DOCUMENT SECTION:
++++
To: Scott H. Davis who wrote (9942)8/2/1998 10:01:00 AM
From: dowman  Read Replies (1) | Respond to of 14328
 
This has nothing to do with whether Triby's tax status will change. It has to do with how one values a stream of earnings in the US markets. And the market will "adjust" the valuation to reflect US tax rates. Warren Buffett has been quoted here, so let me add one. He has said to act like you are buying the business, not becoming a shareholder. And a buyer of the entire business would determine what he would pay for the company based on a full American tax rate. I think another problem in terms of valuation is that the margins for this business don't look that good. Gross margins in the low 30's last year and net margins in the last qtr. of about 10% are just not that high. As all of the profits so far are from acquired lines it is fairly obvious that the acquired lines are not that profitable. That is likely the reason they do not break out sales by product line. My guess is that the lines acquired have little or no real growth prospects and were not really in demand domestically. The Triby tax rate was most likely the real factor in the purchase. Not a profitable business for the seller, but adds growth for the buyer. All part of trying to build a business, but the market will "level" for a lower gross margin business. Unless and until there is internally generated growth from higher margin products these will be a hidden but real issues in terms of valuation.



To: Scott H. Davis who wrote (9942)8/3/1998 9:38:00 AM
From: Steve Stuart  Read Replies (1) | Respond to of 14328
 
I side with Scott on this one, although dowman brings up some interesting points. Personally, I value all of my stocks as a stream of future earnings/dividends/etc. I don't "penalize" TRIBY for their low-tax status, although I do "penalize" some U.S. stocks chewing through years of tax loss writeoffs.

Another accounting point that is perhaps more relevant in this case: under Irish rules, TRIBY is allowed to capitalize goodwill costs instead of expensing them over several years as a U.S. company would have to. This creates another type of "penalty" that should be applied to TRIBY's earnings when comparing them to those of U.S. companies.

Another way of looking at it: many analysts use EBITDA or some such construction to get at the real cash flow behind the reported earnings. For acquisitive U.S. companies, EBITDA is typically higher than EPS. For TRIBY, this difference is not as significant. TRIBY doesn't get penalized in this case, it just doesn't get as big a boost as U.S. companies.
++++
PROVIDED MATERIAL:
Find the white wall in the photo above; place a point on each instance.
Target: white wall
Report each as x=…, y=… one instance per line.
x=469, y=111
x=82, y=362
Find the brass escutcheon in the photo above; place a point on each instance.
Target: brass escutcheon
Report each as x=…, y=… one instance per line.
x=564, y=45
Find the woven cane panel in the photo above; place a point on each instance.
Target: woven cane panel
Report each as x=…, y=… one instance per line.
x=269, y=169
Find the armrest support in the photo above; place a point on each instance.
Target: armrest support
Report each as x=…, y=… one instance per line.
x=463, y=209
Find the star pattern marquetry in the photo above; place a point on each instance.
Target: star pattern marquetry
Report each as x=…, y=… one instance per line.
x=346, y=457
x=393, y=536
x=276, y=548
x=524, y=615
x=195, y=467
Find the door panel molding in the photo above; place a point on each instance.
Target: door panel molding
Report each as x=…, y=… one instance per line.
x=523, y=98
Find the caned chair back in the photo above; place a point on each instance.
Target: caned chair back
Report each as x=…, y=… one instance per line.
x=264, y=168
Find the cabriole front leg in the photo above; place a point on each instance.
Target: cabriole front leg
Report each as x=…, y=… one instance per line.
++++
WHAT THE EXERCISE ASKS:
In the forum posts about TRIBY, why does the second writer say a "penalty" should be applied to TRIBY's earnings when they are compared with those of U.S. companies? Answer in one to three sentences.

ANSWER TO THE PROBLEM:
Under Irish rules, TRIBY may capitalize goodwill costs instead of expensing them over several years, as a U.S. company would have to. The writer says this accounting difference creates another type of "penalty" to apply when comparing TRIBY's earnings with those of U.S. companies.